Boundary conforming Delaunay triangulation of point set

Specify "c" flag for convex hull segments, "v" flag for Voronoi and "D" flag for creating a boundary conforming Delaunay triangulation of the point set. In this case additional points are created which split the boundary segments and ensure that all triangle circumcenters lie within the convex hull. Due to random input, there may be situations where Triangle fails with this task, so we check for the corresponding exception.

Constrained Delaunay triangulation (CDT) of a domain given by a segment list specifying its boundary.

Constrained Delaunay triangulation (CDT) of a point set with additional constraints given a priori. This is obtained when specifying the "p" flag and an additional list of segments each described by two points which should become edges of the triangulation. Note that the resulting triangulation is not Delaunay in the sense given above.

Constrained Delaunay triangulation (CDT) of a domain given by a segment list specifying its boundary together with a maximum area constraint.

This constraint is specfied as a floating point number given after the -a flag. Be careful to not give it in the exponential format as Triangle would be unable to analyse it. Therefore it is dangerous to give a number in the string interpolation and it is better to convert it to a string before using @sprintf. Specifying only the maximum area constraint does not prevent very thin triangles from occuring at the boundary.

Boundary conforming Delaunay triangulation (BCDT) of a domain given by a segment list specifying its boundary

In addition to the area constraint specify the -D flag in order to keep the triangle circumcenters within the domain.

Triangulation of a domain with refinement callback

A maximum area constraint is specified in the unsuitable callback which is activated via the "u" flag if it has been passed before calling triangulate. In addition, the "q" flag allows to specify a minimum angle constraint preventing skinny triangles.

Triangulation of a heterogeneous domain

The segment list specifies its boundary and the inner boundary between subdomains. An additional region list is specified which provides "region points" in regionlist[1,:] and regionlist[2,:]. These kind of mark the subdomains. regionlist[3,:] contains an attribute which labels the subdomains. regionlist[4,:] contains a maximum area value. size(regionlist,2) is the number of regions.

With the "A" flag, the subdomain labels are spread to all triangles in the corresponding subdomains, becoming available in triangleattributelist[1,:]. With the "a" flag, the area constraints are applied in the corresponding subdomains.

DIRECTIONS:
1. Using the triangulation notes, decide whether each statement below is true. Answer yes or no for each and quote the words that settle it. (a) Setting only a maximum area constraint keeps very thin triangles from forming at the boundary. (b) The "q" flag lets you set a minimum angle constraint. (c) With the "A" flag, the subdomain labels show up in triangleattributelist[1,:].
2. Quote word for word the part of the triangulation notes between "This constraint is" and "at the boundary.", inclusive.

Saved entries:
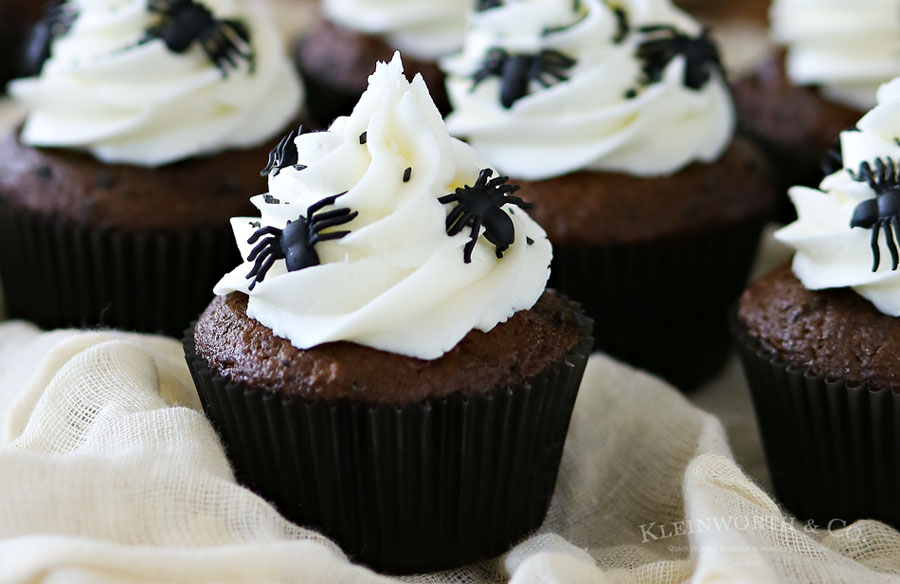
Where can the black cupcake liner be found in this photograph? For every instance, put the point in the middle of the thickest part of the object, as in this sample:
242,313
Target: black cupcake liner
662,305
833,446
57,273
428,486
* * *
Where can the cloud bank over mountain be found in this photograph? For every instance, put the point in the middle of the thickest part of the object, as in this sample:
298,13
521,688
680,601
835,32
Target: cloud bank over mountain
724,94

FULL ANSWERS:
1.
(a) No: "Specifying only the maximum area constraint does not prevent very thin triangles from occuring at the boundary."
(b) Yes: "allows to specify a minimum angle constraint preventing skinny triangles."
(c) Yes: "the subdomain labels are spread to all triangles in the corresponding subdomains, becoming available in triangleattributelist[1,:]."

2.
This constraint is specfied as a floating point number given after the -a flag. Be careful to not give it in the exponential format as Triangle would be unable to analyse it. Therefore it is dangerous to give a number in the string interpolation and it is better to convert it to a string before using @sprintf. Specifying only the maximum area constraint does not prevent very thin triangles from occuring at the boundary.